### INSTRUCTIONS TO FOLLOW
Copy out the whole listing exactly as written, leaving the pictures behind.

### RECORDS
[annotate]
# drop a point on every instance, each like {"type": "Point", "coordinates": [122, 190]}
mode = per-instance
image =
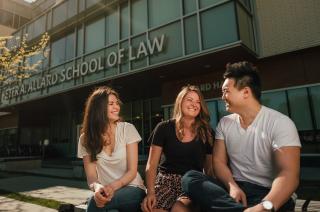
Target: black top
{"type": "Point", "coordinates": [178, 157]}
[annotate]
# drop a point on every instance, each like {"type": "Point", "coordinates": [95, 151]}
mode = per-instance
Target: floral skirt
{"type": "Point", "coordinates": [167, 189]}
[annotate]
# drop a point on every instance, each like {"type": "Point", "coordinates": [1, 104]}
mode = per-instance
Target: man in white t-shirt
{"type": "Point", "coordinates": [256, 155]}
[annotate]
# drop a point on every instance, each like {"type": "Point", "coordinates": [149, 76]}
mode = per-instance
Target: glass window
{"type": "Point", "coordinates": [6, 18]}
{"type": "Point", "coordinates": [69, 47]}
{"type": "Point", "coordinates": [80, 42]}
{"type": "Point", "coordinates": [124, 20]}
{"type": "Point", "coordinates": [246, 3]}
{"type": "Point", "coordinates": [111, 70]}
{"type": "Point", "coordinates": [81, 5]}
{"type": "Point", "coordinates": [39, 26]}
{"type": "Point", "coordinates": [314, 92]}
{"type": "Point", "coordinates": [189, 6]}
{"type": "Point", "coordinates": [245, 27]}
{"type": "Point", "coordinates": [23, 20]}
{"type": "Point", "coordinates": [112, 27]}
{"type": "Point", "coordinates": [126, 112]}
{"type": "Point", "coordinates": [60, 13]}
{"type": "Point", "coordinates": [30, 31]}
{"type": "Point", "coordinates": [156, 8]}
{"type": "Point", "coordinates": [139, 17]}
{"type": "Point", "coordinates": [49, 18]}
{"type": "Point", "coordinates": [98, 74]}
{"type": "Point", "coordinates": [191, 35]}
{"type": "Point", "coordinates": [72, 8]}
{"type": "Point", "coordinates": [212, 107]}
{"type": "Point", "coordinates": [94, 38]}
{"type": "Point", "coordinates": [172, 44]}
{"type": "Point", "coordinates": [16, 21]}
{"type": "Point", "coordinates": [276, 101]}
{"type": "Point", "coordinates": [57, 52]}
{"type": "Point", "coordinates": [298, 101]}
{"type": "Point", "coordinates": [140, 62]}
{"type": "Point", "coordinates": [206, 3]}
{"type": "Point", "coordinates": [92, 2]}
{"type": "Point", "coordinates": [218, 26]}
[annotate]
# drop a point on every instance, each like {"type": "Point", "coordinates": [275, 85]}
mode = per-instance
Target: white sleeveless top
{"type": "Point", "coordinates": [111, 168]}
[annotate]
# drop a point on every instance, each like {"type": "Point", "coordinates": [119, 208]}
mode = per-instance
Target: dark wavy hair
{"type": "Point", "coordinates": [95, 120]}
{"type": "Point", "coordinates": [201, 126]}
{"type": "Point", "coordinates": [244, 75]}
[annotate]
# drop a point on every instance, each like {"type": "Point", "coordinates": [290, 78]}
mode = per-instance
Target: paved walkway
{"type": "Point", "coordinates": [12, 205]}
{"type": "Point", "coordinates": [50, 185]}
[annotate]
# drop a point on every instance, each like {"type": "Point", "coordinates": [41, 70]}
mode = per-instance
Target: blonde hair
{"type": "Point", "coordinates": [201, 126]}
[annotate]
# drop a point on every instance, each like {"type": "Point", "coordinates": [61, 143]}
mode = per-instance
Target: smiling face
{"type": "Point", "coordinates": [191, 106]}
{"type": "Point", "coordinates": [113, 108]}
{"type": "Point", "coordinates": [232, 97]}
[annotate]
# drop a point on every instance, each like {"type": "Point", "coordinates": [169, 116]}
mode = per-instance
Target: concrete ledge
{"type": "Point", "coordinates": [14, 165]}
{"type": "Point", "coordinates": [80, 208]}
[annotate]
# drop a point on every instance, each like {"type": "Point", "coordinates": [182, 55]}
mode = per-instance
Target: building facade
{"type": "Point", "coordinates": [147, 50]}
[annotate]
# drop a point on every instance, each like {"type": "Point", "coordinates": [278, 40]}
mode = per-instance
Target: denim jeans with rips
{"type": "Point", "coordinates": [210, 195]}
{"type": "Point", "coordinates": [126, 199]}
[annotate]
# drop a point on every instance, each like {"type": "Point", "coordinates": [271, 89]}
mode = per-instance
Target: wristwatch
{"type": "Point", "coordinates": [267, 205]}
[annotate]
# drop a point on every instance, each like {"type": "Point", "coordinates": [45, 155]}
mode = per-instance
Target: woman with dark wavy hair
{"type": "Point", "coordinates": [109, 148]}
{"type": "Point", "coordinates": [185, 144]}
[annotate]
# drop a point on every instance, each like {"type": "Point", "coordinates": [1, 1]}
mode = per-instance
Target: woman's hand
{"type": "Point", "coordinates": [149, 202]}
{"type": "Point", "coordinates": [99, 195]}
{"type": "Point", "coordinates": [108, 192]}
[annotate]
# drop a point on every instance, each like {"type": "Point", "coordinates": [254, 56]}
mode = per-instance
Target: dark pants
{"type": "Point", "coordinates": [210, 195]}
{"type": "Point", "coordinates": [126, 199]}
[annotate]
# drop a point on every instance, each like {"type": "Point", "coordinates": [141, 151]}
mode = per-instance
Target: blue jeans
{"type": "Point", "coordinates": [210, 195]}
{"type": "Point", "coordinates": [126, 199]}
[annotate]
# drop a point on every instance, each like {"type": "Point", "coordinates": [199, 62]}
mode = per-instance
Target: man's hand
{"type": "Point", "coordinates": [149, 202]}
{"type": "Point", "coordinates": [99, 195]}
{"type": "Point", "coordinates": [256, 208]}
{"type": "Point", "coordinates": [238, 195]}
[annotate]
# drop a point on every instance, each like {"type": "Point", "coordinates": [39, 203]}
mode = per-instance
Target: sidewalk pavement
{"type": "Point", "coordinates": [51, 186]}
{"type": "Point", "coordinates": [18, 206]}
{"type": "Point", "coordinates": [58, 184]}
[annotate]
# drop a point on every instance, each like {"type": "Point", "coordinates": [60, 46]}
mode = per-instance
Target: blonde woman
{"type": "Point", "coordinates": [185, 144]}
{"type": "Point", "coordinates": [109, 148]}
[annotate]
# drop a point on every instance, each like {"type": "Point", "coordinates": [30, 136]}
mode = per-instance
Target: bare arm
{"type": "Point", "coordinates": [92, 180]}
{"type": "Point", "coordinates": [132, 167]}
{"type": "Point", "coordinates": [151, 167]}
{"type": "Point", "coordinates": [208, 170]}
{"type": "Point", "coordinates": [223, 172]}
{"type": "Point", "coordinates": [90, 169]}
{"type": "Point", "coordinates": [287, 181]}
{"type": "Point", "coordinates": [151, 172]}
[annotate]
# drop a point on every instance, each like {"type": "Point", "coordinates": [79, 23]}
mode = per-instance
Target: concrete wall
{"type": "Point", "coordinates": [287, 25]}
{"type": "Point", "coordinates": [4, 30]}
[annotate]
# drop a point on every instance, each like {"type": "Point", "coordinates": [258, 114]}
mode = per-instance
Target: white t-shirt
{"type": "Point", "coordinates": [111, 168]}
{"type": "Point", "coordinates": [250, 151]}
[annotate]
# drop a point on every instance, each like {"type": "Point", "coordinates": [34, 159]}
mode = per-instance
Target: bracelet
{"type": "Point", "coordinates": [91, 186]}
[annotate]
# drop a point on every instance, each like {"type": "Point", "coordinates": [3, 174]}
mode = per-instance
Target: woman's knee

### ANSWER IN FULL
[annotate]
# drop a point on every instance, each like {"type": "Point", "coordinates": [122, 190]}
mode = per-instance
image =
Target: black top
{"type": "Point", "coordinates": [178, 157]}
[annotate]
# drop a point on every instance, each like {"type": "Point", "coordinates": [95, 151]}
mode = per-instance
Target: floral skirt
{"type": "Point", "coordinates": [167, 189]}
[annotate]
# drop a point on every instance, each like {"type": "Point", "coordinates": [1, 104]}
mode = per-instance
Target: man in white t-shirt
{"type": "Point", "coordinates": [256, 155]}
[annotate]
# drop a point on every instance, each like {"type": "Point", "coordinates": [149, 76]}
mode = per-instance
Target: glass window
{"type": "Point", "coordinates": [6, 18]}
{"type": "Point", "coordinates": [69, 47]}
{"type": "Point", "coordinates": [80, 42]}
{"type": "Point", "coordinates": [124, 20]}
{"type": "Point", "coordinates": [246, 3]}
{"type": "Point", "coordinates": [111, 70]}
{"type": "Point", "coordinates": [81, 5]}
{"type": "Point", "coordinates": [39, 26]}
{"type": "Point", "coordinates": [314, 92]}
{"type": "Point", "coordinates": [189, 6]}
{"type": "Point", "coordinates": [245, 27]}
{"type": "Point", "coordinates": [23, 20]}
{"type": "Point", "coordinates": [112, 27]}
{"type": "Point", "coordinates": [126, 112]}
{"type": "Point", "coordinates": [60, 13]}
{"type": "Point", "coordinates": [30, 31]}
{"type": "Point", "coordinates": [156, 8]}
{"type": "Point", "coordinates": [139, 17]}
{"type": "Point", "coordinates": [49, 18]}
{"type": "Point", "coordinates": [98, 74]}
{"type": "Point", "coordinates": [191, 35]}
{"type": "Point", "coordinates": [72, 8]}
{"type": "Point", "coordinates": [212, 107]}
{"type": "Point", "coordinates": [94, 38]}
{"type": "Point", "coordinates": [172, 44]}
{"type": "Point", "coordinates": [16, 21]}
{"type": "Point", "coordinates": [276, 101]}
{"type": "Point", "coordinates": [57, 52]}
{"type": "Point", "coordinates": [298, 101]}
{"type": "Point", "coordinates": [140, 62]}
{"type": "Point", "coordinates": [206, 3]}
{"type": "Point", "coordinates": [92, 2]}
{"type": "Point", "coordinates": [218, 26]}
[annotate]
# drop a point on every instance, each like {"type": "Point", "coordinates": [275, 85]}
mode = per-instance
Target: white sleeveless top
{"type": "Point", "coordinates": [111, 168]}
[annotate]
# drop a point on every instance, each like {"type": "Point", "coordinates": [119, 208]}
mode = per-instance
Target: dark wavy hair
{"type": "Point", "coordinates": [95, 120]}
{"type": "Point", "coordinates": [201, 126]}
{"type": "Point", "coordinates": [244, 75]}
[annotate]
# drop a point on every instance, each like {"type": "Point", "coordinates": [290, 78]}
mode = per-instance
Target: paved walkway
{"type": "Point", "coordinates": [12, 205]}
{"type": "Point", "coordinates": [50, 185]}
[annotate]
# drop a point on every instance, each like {"type": "Point", "coordinates": [41, 70]}
mode = per-instance
Target: blonde hair
{"type": "Point", "coordinates": [201, 126]}
[annotate]
# drop a point on every instance, each like {"type": "Point", "coordinates": [61, 143]}
mode = per-instance
Target: smiling face
{"type": "Point", "coordinates": [191, 106]}
{"type": "Point", "coordinates": [113, 108]}
{"type": "Point", "coordinates": [232, 97]}
[annotate]
# drop a point on every instance, each like {"type": "Point", "coordinates": [169, 116]}
mode = per-instance
Target: concrete ledge
{"type": "Point", "coordinates": [14, 165]}
{"type": "Point", "coordinates": [80, 208]}
[annotate]
# drop a point on every instance, each like {"type": "Point", "coordinates": [182, 55]}
mode = per-instance
Target: building facade
{"type": "Point", "coordinates": [147, 50]}
[annotate]
# drop a point on every instance, each like {"type": "Point", "coordinates": [278, 40]}
mode = per-instance
Target: denim jeans with rips
{"type": "Point", "coordinates": [210, 195]}
{"type": "Point", "coordinates": [126, 199]}
[annotate]
# drop a point on every instance, each like {"type": "Point", "coordinates": [271, 89]}
mode = per-instance
Target: wristwatch
{"type": "Point", "coordinates": [267, 205]}
[annotate]
# drop a point on every instance, each like {"type": "Point", "coordinates": [45, 155]}
mode = per-instance
Target: woman with dark wavy hair
{"type": "Point", "coordinates": [109, 148]}
{"type": "Point", "coordinates": [185, 144]}
[annotate]
# drop a point on every instance, each like {"type": "Point", "coordinates": [1, 1]}
mode = per-instance
Target: woman's hand
{"type": "Point", "coordinates": [149, 202]}
{"type": "Point", "coordinates": [99, 195]}
{"type": "Point", "coordinates": [108, 192]}
[annotate]
# drop a point on every instance, each like {"type": "Point", "coordinates": [254, 56]}
mode = per-instance
Target: dark pants
{"type": "Point", "coordinates": [210, 195]}
{"type": "Point", "coordinates": [126, 199]}
[annotate]
# drop a point on every instance, each like {"type": "Point", "coordinates": [141, 151]}
mode = per-instance
Target: blue jeans
{"type": "Point", "coordinates": [210, 195]}
{"type": "Point", "coordinates": [126, 199]}
[annotate]
# drop a point on every instance, each like {"type": "Point", "coordinates": [199, 62]}
mode = per-instance
Target: man's hand
{"type": "Point", "coordinates": [149, 202]}
{"type": "Point", "coordinates": [99, 195]}
{"type": "Point", "coordinates": [256, 208]}
{"type": "Point", "coordinates": [238, 195]}
[annotate]
# drop a point on every instance, each like {"type": "Point", "coordinates": [39, 203]}
mode = per-instance
Target: sidewalk pavement
{"type": "Point", "coordinates": [51, 186]}
{"type": "Point", "coordinates": [18, 206]}
{"type": "Point", "coordinates": [58, 184]}
[annotate]
# drop a point on every instance, each like {"type": "Point", "coordinates": [60, 46]}
mode = per-instance
Target: blonde woman
{"type": "Point", "coordinates": [185, 144]}
{"type": "Point", "coordinates": [109, 148]}
[annotate]
# drop a point on every instance, each like {"type": "Point", "coordinates": [30, 136]}
mode = per-instance
Target: bare arm
{"type": "Point", "coordinates": [92, 180]}
{"type": "Point", "coordinates": [132, 167]}
{"type": "Point", "coordinates": [151, 167]}
{"type": "Point", "coordinates": [208, 170]}
{"type": "Point", "coordinates": [223, 172]}
{"type": "Point", "coordinates": [90, 169]}
{"type": "Point", "coordinates": [287, 181]}
{"type": "Point", "coordinates": [151, 172]}
[annotate]
# drop a point on every instance, each like {"type": "Point", "coordinates": [79, 23]}
mode = per-instance
Target: concrete wall
{"type": "Point", "coordinates": [287, 25]}
{"type": "Point", "coordinates": [4, 30]}
[annotate]
# drop a point on every instance, each like {"type": "Point", "coordinates": [258, 114]}
mode = per-instance
Target: white t-shirt
{"type": "Point", "coordinates": [111, 168]}
{"type": "Point", "coordinates": [250, 151]}
[annotate]
# drop a point on every instance, each like {"type": "Point", "coordinates": [34, 159]}
mode = per-instance
Target: bracelet
{"type": "Point", "coordinates": [91, 186]}
[annotate]
# drop a point on every instance, each like {"type": "Point", "coordinates": [3, 174]}
mode = per-instance
Target: woman's knee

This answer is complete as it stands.